Entries for bounding box labeling:

┌──

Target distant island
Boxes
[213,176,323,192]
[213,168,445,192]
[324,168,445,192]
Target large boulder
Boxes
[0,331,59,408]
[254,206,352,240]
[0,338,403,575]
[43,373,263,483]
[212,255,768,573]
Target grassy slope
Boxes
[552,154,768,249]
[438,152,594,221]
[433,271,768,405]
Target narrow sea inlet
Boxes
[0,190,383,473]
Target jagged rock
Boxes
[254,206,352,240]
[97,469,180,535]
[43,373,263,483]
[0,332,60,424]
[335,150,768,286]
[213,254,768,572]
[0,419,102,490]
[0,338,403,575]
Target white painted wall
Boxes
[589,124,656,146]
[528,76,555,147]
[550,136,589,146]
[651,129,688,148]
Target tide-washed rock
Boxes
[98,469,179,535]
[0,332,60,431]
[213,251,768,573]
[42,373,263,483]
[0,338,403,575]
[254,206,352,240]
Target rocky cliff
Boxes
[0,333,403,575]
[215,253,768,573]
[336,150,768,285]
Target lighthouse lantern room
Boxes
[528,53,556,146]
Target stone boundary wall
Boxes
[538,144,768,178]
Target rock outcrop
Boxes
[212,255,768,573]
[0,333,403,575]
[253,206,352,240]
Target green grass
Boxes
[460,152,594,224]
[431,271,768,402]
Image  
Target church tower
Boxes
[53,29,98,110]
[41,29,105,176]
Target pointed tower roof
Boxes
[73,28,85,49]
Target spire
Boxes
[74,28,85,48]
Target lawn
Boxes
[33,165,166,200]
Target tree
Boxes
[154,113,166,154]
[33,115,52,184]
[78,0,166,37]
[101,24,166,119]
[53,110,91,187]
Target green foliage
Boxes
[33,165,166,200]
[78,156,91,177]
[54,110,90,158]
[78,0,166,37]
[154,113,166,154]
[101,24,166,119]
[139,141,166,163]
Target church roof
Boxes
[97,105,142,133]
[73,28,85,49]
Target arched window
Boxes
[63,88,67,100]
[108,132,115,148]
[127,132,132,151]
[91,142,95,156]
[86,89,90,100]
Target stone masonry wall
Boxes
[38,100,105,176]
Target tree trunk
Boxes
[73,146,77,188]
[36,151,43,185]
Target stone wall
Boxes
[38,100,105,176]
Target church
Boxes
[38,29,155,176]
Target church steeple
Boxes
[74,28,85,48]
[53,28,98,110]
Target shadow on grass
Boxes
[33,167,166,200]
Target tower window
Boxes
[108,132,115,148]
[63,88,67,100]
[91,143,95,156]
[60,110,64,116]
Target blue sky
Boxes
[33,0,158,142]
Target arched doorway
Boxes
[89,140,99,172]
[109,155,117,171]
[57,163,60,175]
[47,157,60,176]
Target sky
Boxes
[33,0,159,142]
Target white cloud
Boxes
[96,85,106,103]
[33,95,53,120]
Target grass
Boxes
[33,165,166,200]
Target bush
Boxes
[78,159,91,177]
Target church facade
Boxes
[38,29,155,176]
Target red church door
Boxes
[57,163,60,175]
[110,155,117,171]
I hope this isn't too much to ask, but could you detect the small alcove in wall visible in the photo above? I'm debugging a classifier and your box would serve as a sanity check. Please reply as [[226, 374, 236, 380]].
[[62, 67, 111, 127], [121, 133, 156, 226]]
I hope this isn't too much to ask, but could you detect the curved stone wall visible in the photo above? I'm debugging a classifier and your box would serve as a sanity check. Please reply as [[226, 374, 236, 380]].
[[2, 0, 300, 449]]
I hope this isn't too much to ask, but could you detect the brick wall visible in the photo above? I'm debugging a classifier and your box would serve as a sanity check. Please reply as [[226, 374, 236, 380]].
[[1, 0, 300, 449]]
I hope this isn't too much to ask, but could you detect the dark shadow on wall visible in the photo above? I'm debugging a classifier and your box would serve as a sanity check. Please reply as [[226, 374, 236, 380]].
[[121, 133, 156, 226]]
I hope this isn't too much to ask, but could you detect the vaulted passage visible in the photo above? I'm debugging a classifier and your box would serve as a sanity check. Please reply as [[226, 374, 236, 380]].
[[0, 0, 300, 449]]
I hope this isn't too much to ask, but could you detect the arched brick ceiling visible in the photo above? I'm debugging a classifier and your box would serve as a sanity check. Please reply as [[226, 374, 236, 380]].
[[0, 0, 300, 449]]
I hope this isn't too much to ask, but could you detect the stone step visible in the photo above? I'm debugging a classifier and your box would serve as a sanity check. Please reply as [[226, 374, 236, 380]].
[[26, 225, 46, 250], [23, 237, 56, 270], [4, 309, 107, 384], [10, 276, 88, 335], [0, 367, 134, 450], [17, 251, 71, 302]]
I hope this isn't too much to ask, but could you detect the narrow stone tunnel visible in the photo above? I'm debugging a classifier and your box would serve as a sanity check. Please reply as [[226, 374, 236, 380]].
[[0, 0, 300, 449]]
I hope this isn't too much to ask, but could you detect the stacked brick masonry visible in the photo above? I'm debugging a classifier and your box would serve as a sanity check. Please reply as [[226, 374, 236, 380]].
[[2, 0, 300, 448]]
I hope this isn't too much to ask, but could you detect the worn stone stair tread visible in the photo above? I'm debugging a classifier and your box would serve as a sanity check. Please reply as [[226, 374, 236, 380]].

└──

**DIRECTIONS FOR THIS TASK**:
Restate each record exactly as written.

**EXERCISE SOLUTION**:
Target distant island
Boxes
[213,176,323,192]
[213,168,445,192]
[324,168,445,192]
Target large boulder
Boxes
[0,331,59,408]
[254,206,352,240]
[0,338,403,575]
[43,373,263,483]
[212,255,768,573]
Target grassy slope
Boxes
[552,154,768,249]
[438,152,594,221]
[433,271,768,405]
Target narrow sea inlet
Boxes
[0,190,383,473]
Target jagged rock
Boxes
[254,206,352,240]
[97,469,180,535]
[43,373,263,483]
[0,332,60,424]
[335,150,768,286]
[213,254,768,572]
[0,419,102,490]
[0,338,403,575]
Target white painted wall
Boxes
[589,124,656,146]
[528,76,555,147]
[550,136,589,146]
[651,129,688,148]
Target tide-washed rock
Boxes
[98,469,179,535]
[0,332,60,431]
[213,251,768,573]
[42,373,263,483]
[0,338,403,575]
[254,206,352,240]
Target rocky cliff
Boxes
[0,333,403,575]
[215,253,768,573]
[336,150,768,285]
Target lighthouse lantern room
Boxes
[528,53,556,146]
Target stone boundary wall
Boxes
[538,144,768,178]
Target rock outcrop
Boxes
[212,255,768,573]
[0,333,403,575]
[253,206,352,240]
Target green grass
Boxes
[460,152,594,224]
[431,271,768,402]
Image  
Target church tower
Boxes
[53,29,98,110]
[41,29,105,176]
Target pointed tower roof
Boxes
[73,28,85,49]
Target spire
Boxes
[74,28,85,48]
Target lawn
Boxes
[33,165,166,200]
Target tree
Boxes
[154,113,166,154]
[33,115,52,184]
[78,0,166,37]
[101,24,166,119]
[53,110,91,187]
Target green foliage
Boxes
[33,165,166,200]
[78,156,91,177]
[54,110,90,158]
[78,0,166,37]
[154,113,166,154]
[101,24,166,119]
[139,141,166,163]
Target church roof
Boxes
[97,105,142,133]
[73,28,85,49]
Target arched window
Boxes
[63,88,67,100]
[108,132,115,148]
[127,132,132,151]
[91,142,95,156]
[86,89,90,100]
Target stone masonry wall
Boxes
[38,100,105,176]
Target tree trunk
Boxes
[73,146,77,188]
[36,151,43,185]
Target stone wall
Boxes
[38,100,105,176]
Target church
Boxes
[38,29,155,176]
Target church steeple
Boxes
[74,28,85,48]
[53,28,98,110]
Target shadow on grass
Boxes
[33,167,166,200]
Target tower window
Boxes
[108,132,115,148]
[63,88,67,100]
[91,143,95,156]
[60,110,64,116]
Target blue sky
Boxes
[33,0,158,142]
Target arched doorway
Boxes
[89,140,99,172]
[109,155,117,171]
[57,163,60,175]
[47,157,60,176]
Target sky
Boxes
[33,0,159,142]
Target white cloud
Boxes
[96,85,106,103]
[33,95,53,120]
Target grass
Boxes
[33,165,166,200]
Target bush
Boxes
[78,159,91,177]
Target church facade
Boxes
[38,29,155,176]
Target red church door
Boxes
[57,163,60,175]
[110,155,117,171]
I hope this isn't too much to ask, but could you detect the small alcove in wall visible in the photo above? I'm debugging a classifier and your box would serve as a sanity check. Please reply as [[226, 374, 236, 380]].
[[62, 67, 111, 127], [121, 133, 156, 226]]
I hope this isn't too much to ask, but could you detect the curved stone wall visible in the photo above? I'm debugging a classifier and your box would serve as a sanity check. Please reply as [[226, 374, 236, 380]].
[[2, 0, 300, 449]]
I hope this isn't too much to ask, but could you detect the brick wall visible in the photo above? I'm debugging a classifier and your box would serve as a sanity check. Please reply as [[226, 374, 236, 380]].
[[1, 0, 300, 449]]
I hope this isn't too much to ask, but could you detect the dark shadow on wall visible in the photo above? I'm debugging a classifier and your box would serve as a sanity check. Please reply as [[226, 374, 236, 380]].
[[121, 133, 156, 226]]
I hope this isn't too much to ask, but could you detect the vaulted passage visible in the photo above? I'm debugging a classifier and your box would serve as a sanity check. Please reply as [[226, 374, 236, 380]].
[[0, 0, 300, 449]]
I hope this isn't too much to ask, but could you detect the arched brick ceiling visible in the photo above? I'm debugging a classifier and your box would serve as a sanity check. Please reply as [[226, 374, 236, 380]].
[[0, 0, 300, 449]]
I hope this isn't too much to ask, but could you detect the stone step visible in the photo above? I'm debugging a classifier and your box would serve as a sanity check. Please reply as [[226, 374, 236, 380]].
[[26, 225, 46, 250], [23, 237, 56, 270], [4, 309, 107, 384], [10, 276, 88, 335], [0, 367, 134, 450], [17, 251, 71, 302]]
I hope this isn't too much to ask, but could you detect the narrow stone tunnel visible in the photo above? I'm debugging a classifier and your box would serve as a sanity check. Please reply as [[226, 374, 236, 380]].
[[0, 0, 300, 449]]
I hope this isn't too much to ask, but could you detect the stacked brick masonry visible in the photo above? I'm debugging a classifier and your box would serve as a sanity check. Please reply as [[226, 374, 236, 380]].
[[2, 0, 300, 448]]
I hope this isn't too much to ask, but could you detect the worn stone stair tread visible in the photo above? I'm debugging a classifier and your box would serve as a sanity check. Please reply as [[226, 374, 236, 380]].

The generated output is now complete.